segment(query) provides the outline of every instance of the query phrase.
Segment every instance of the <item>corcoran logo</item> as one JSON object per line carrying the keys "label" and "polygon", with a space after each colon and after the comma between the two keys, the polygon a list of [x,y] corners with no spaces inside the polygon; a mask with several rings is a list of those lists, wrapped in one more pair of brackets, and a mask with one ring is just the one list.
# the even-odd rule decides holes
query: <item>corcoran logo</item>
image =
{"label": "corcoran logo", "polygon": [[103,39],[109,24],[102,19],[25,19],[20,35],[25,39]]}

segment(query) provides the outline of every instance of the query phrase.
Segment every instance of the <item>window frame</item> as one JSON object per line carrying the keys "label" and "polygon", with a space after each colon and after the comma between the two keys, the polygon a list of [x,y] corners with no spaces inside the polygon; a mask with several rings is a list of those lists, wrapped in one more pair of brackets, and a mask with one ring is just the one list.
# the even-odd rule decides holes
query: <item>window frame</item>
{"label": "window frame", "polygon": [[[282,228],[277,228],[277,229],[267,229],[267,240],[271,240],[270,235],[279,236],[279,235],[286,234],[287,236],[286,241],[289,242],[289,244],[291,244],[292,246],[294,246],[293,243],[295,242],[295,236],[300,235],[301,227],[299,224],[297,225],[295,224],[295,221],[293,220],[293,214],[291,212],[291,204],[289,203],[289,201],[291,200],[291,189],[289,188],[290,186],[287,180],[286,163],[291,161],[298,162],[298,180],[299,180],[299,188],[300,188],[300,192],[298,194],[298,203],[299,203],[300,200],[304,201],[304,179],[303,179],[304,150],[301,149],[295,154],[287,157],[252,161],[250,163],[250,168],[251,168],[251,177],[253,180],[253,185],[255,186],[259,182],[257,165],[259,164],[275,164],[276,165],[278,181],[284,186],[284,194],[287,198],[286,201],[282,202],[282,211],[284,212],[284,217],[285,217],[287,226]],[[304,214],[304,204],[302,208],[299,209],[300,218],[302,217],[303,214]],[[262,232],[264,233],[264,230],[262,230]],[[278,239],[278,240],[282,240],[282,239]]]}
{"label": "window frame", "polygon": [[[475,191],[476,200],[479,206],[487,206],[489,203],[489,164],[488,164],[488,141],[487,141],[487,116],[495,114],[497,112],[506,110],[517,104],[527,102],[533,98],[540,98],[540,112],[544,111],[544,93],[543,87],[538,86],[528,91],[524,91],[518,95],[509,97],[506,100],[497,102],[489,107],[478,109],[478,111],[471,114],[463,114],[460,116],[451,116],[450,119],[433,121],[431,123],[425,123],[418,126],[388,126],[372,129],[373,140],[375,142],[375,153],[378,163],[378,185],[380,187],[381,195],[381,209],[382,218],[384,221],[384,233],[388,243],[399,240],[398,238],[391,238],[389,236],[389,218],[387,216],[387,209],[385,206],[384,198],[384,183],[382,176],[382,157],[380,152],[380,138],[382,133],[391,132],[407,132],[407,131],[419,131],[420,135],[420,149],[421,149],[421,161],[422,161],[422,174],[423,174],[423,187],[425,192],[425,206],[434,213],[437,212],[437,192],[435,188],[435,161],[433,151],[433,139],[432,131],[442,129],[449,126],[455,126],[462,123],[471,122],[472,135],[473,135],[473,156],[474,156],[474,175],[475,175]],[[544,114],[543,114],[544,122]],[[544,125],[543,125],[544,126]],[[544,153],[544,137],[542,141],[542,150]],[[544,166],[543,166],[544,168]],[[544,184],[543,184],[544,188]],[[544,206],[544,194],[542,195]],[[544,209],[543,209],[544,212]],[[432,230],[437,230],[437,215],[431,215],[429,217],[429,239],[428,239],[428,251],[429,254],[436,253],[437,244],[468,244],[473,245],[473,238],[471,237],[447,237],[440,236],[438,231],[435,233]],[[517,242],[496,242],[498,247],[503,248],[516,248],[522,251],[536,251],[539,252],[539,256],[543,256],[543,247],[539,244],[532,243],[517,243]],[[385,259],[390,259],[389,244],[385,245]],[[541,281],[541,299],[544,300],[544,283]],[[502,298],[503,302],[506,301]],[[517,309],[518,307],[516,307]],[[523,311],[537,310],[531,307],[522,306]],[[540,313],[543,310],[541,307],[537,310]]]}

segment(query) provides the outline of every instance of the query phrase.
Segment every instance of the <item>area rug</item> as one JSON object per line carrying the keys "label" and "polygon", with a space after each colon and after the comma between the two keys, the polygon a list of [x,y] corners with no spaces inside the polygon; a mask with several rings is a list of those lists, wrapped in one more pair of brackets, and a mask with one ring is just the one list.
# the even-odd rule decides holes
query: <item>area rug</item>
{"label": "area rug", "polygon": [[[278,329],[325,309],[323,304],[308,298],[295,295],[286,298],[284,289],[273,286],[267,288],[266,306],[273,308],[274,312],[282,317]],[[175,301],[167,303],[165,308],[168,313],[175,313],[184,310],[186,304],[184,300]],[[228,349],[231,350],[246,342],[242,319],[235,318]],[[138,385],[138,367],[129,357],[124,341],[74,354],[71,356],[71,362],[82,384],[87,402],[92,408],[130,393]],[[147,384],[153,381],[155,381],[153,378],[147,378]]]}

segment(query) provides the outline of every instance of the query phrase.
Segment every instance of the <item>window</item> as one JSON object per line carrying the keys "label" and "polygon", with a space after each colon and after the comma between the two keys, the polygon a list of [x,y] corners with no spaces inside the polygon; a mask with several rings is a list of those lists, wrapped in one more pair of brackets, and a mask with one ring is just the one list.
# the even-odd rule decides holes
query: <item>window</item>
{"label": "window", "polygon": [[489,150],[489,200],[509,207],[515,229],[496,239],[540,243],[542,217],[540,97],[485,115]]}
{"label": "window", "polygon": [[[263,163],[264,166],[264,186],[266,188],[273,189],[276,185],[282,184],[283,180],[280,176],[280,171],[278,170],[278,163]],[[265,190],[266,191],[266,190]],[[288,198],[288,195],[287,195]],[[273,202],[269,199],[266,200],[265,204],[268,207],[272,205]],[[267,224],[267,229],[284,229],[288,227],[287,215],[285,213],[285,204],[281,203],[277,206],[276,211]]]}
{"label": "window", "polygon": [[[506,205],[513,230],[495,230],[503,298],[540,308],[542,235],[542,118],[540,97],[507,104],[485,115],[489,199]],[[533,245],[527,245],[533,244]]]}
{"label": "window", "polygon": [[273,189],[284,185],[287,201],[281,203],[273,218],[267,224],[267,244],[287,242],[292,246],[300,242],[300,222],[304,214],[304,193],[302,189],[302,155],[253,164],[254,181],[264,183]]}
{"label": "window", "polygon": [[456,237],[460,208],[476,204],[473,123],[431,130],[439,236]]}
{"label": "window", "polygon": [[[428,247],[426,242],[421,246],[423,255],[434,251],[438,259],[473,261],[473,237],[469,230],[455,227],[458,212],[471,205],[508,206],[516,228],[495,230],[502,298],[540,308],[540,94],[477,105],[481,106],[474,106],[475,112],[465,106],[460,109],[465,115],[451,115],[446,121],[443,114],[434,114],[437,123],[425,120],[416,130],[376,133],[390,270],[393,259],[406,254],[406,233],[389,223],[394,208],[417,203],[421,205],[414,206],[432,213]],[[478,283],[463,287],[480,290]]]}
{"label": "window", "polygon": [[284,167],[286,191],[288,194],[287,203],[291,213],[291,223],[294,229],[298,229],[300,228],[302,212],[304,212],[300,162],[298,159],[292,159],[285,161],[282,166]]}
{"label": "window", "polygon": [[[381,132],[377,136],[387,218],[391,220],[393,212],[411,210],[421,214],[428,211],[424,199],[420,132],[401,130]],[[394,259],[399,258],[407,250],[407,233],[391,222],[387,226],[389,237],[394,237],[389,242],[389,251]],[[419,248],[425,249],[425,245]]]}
----------------------------------------
What to do: The full listing above needs to be given again exactly.

The completed task:
segment(query) provides the outline of every instance of the query phrase.
Segment every instance of the <item>corcoran logo</item> as one JSON object per line carrying the keys "label" and "polygon", with a space after each colon and after the comma between the two keys, the polygon a list of [x,y] corners with no spaces inside the polygon; a mask with several rings is a list of those lists, wrapped in one more pair of brackets, and a mask with one ring is just the one list.
# the even-odd rule decides holes
query: <item>corcoran logo</item>
image =
{"label": "corcoran logo", "polygon": [[103,39],[109,24],[102,19],[25,19],[20,35],[25,39]]}

segment(query) provides the outline of every instance of the query phrase.
Segment every instance of the <item>window frame</item> as one JSON object per line carrying the keys "label" and "polygon", with a space after each colon and after the comma between the two keys, the polygon a list of [x,y] corners with no spaces inside the polygon; a mask with several rings is a list of those lists, wrapped in one more pair of brackets, and a mask with one ring is just the one list.
# the even-odd rule decides holes
query: <item>window frame</item>
{"label": "window frame", "polygon": [[[282,228],[277,228],[277,229],[267,229],[267,240],[271,240],[270,235],[279,236],[279,235],[286,234],[287,236],[286,241],[289,242],[289,244],[291,244],[292,246],[294,246],[293,243],[295,242],[295,236],[300,235],[301,227],[299,224],[297,225],[295,224],[295,221],[293,220],[293,214],[291,212],[291,204],[289,203],[289,201],[291,200],[291,189],[289,188],[290,186],[287,180],[286,163],[291,161],[298,162],[298,180],[299,180],[299,188],[300,188],[300,192],[298,194],[298,203],[299,203],[300,200],[304,201],[304,179],[303,179],[304,150],[301,149],[295,154],[287,157],[252,161],[250,163],[250,168],[251,168],[251,177],[253,180],[253,185],[255,186],[259,182],[257,165],[259,164],[275,164],[276,165],[278,181],[284,186],[284,194],[287,198],[286,201],[282,202],[282,211],[284,212],[284,217],[285,217],[287,226]],[[304,214],[304,204],[302,208],[299,209],[300,218],[302,217],[303,214]],[[262,232],[264,233],[264,230],[262,230]],[[278,239],[278,240],[282,240],[282,239]]]}
{"label": "window frame", "polygon": [[[475,191],[476,200],[479,206],[487,206],[489,203],[489,164],[488,164],[488,141],[487,141],[487,116],[495,114],[497,112],[506,110],[517,104],[527,102],[533,98],[540,98],[540,112],[544,111],[544,93],[543,87],[538,86],[528,91],[524,91],[518,95],[509,97],[506,100],[497,102],[489,107],[478,109],[478,111],[471,114],[463,114],[460,116],[451,116],[450,119],[433,121],[431,123],[425,123],[418,126],[388,126],[372,129],[373,140],[375,142],[375,153],[378,163],[378,185],[380,187],[381,195],[381,209],[382,218],[384,221],[384,233],[388,243],[399,240],[398,238],[391,238],[389,236],[389,218],[387,216],[387,209],[385,206],[384,198],[384,183],[382,176],[382,157],[380,152],[380,138],[382,133],[391,132],[407,132],[407,131],[419,131],[420,135],[420,149],[421,149],[421,161],[422,161],[422,174],[423,174],[423,187],[425,192],[425,206],[434,213],[437,212],[437,192],[435,188],[435,161],[433,151],[433,139],[432,131],[442,129],[449,126],[455,126],[462,123],[471,122],[472,135],[473,135],[473,156],[474,156],[474,175],[475,175]],[[544,114],[543,114],[544,122]],[[544,125],[543,125],[544,126]],[[544,153],[544,137],[542,141],[542,150]],[[544,166],[543,166],[544,168]],[[544,184],[543,184],[544,188]],[[544,206],[544,194],[542,195]],[[544,209],[543,209],[544,212]],[[432,230],[437,230],[437,215],[431,215],[429,217],[429,239],[428,239],[428,251],[429,254],[436,253],[437,244],[468,244],[473,245],[473,238],[471,237],[447,237],[440,236],[438,231],[435,233]],[[517,242],[496,242],[498,247],[503,248],[516,248],[522,251],[536,251],[539,252],[539,256],[543,256],[543,247],[539,244],[532,243],[517,243]],[[385,259],[390,259],[389,244],[385,245]],[[541,281],[541,299],[544,300],[544,283]],[[502,298],[503,302],[506,301]],[[517,309],[518,307],[516,307]],[[523,311],[537,310],[531,307],[522,306]],[[540,313],[543,310],[541,307],[537,310]]]}

segment(query) provides the outline of every instance of the query phrase.
Segment every instance of the <item>area rug</item> as one JSON object per line carrying the keys "label" and "polygon", with a space after each colon and after the comma between the two keys, the polygon a list of [x,y] corners with no spaces inside the polygon; a mask with several rings is a list of those lists, wrapped in one more pair of brackets, and a mask with one ring is just the one list.
# the even-odd rule decides holes
query: <item>area rug</item>
{"label": "area rug", "polygon": [[[278,329],[325,309],[323,304],[308,298],[295,295],[286,298],[284,289],[273,286],[267,288],[266,306],[273,308],[274,312],[282,317]],[[175,301],[167,303],[165,308],[168,313],[175,313],[184,310],[186,304],[184,300]],[[228,349],[231,350],[246,342],[242,319],[235,318]],[[138,385],[138,367],[129,357],[124,341],[74,354],[71,356],[71,362],[82,384],[87,402],[92,408],[130,393]],[[147,384],[153,381],[155,381],[153,378],[147,378]]]}

segment(query) provides the outline of every instance of the query phrase.
Segment every instance of the <item>window</item> as one JSON object per line carrying the keys "label" and "polygon", with a space after each colon and after the comma between the two keys, the polygon a list of [x,y] corners with no spaces inside the polygon; a mask with several rings is a list of those lists, wrapped in one more pair of brackets, and a mask with one ring is just the one list.
# the even-odd rule decides holes
query: <item>window</item>
{"label": "window", "polygon": [[489,150],[489,200],[509,207],[515,229],[496,239],[540,243],[542,217],[540,97],[485,115]]}
{"label": "window", "polygon": [[[263,163],[264,166],[264,186],[266,188],[273,189],[276,185],[282,184],[283,180],[280,176],[280,171],[278,170],[278,163]],[[265,190],[266,191],[266,190]],[[288,198],[288,195],[287,195]],[[273,202],[269,199],[266,200],[265,204],[268,207],[272,205]],[[267,224],[267,229],[284,229],[288,227],[287,215],[285,213],[285,204],[281,203],[277,206],[276,211]]]}
{"label": "window", "polygon": [[[506,205],[513,230],[495,230],[503,298],[540,308],[542,235],[542,118],[540,97],[507,104],[485,115],[489,199]],[[533,245],[527,245],[533,244]]]}
{"label": "window", "polygon": [[273,189],[284,185],[287,201],[281,203],[273,218],[267,224],[267,244],[287,242],[292,246],[300,242],[300,222],[304,214],[304,193],[302,189],[302,155],[253,164],[254,181],[264,183]]}
{"label": "window", "polygon": [[456,237],[460,208],[476,204],[473,123],[431,130],[439,236]]}
{"label": "window", "polygon": [[[428,247],[426,242],[421,246],[423,255],[434,251],[438,259],[473,261],[473,237],[469,230],[455,227],[458,212],[471,205],[508,206],[516,228],[495,230],[502,298],[540,308],[540,94],[477,105],[481,106],[474,106],[475,112],[465,106],[460,109],[465,115],[451,115],[446,121],[443,114],[434,114],[437,123],[425,120],[416,130],[376,133],[390,270],[393,259],[406,254],[406,233],[389,223],[394,208],[417,203],[421,205],[414,206],[432,213]],[[478,283],[463,287],[480,290]]]}
{"label": "window", "polygon": [[284,167],[286,191],[288,194],[287,203],[291,213],[291,223],[294,229],[298,229],[300,228],[302,212],[304,212],[300,162],[298,159],[292,159],[285,161],[282,166]]}
{"label": "window", "polygon": [[[381,132],[377,136],[387,218],[391,220],[393,212],[411,210],[421,214],[428,211],[424,199],[420,132],[401,130]],[[394,259],[399,258],[407,250],[407,233],[391,222],[387,226],[389,237],[394,237],[389,242],[389,251]],[[419,248],[425,249],[425,245]]]}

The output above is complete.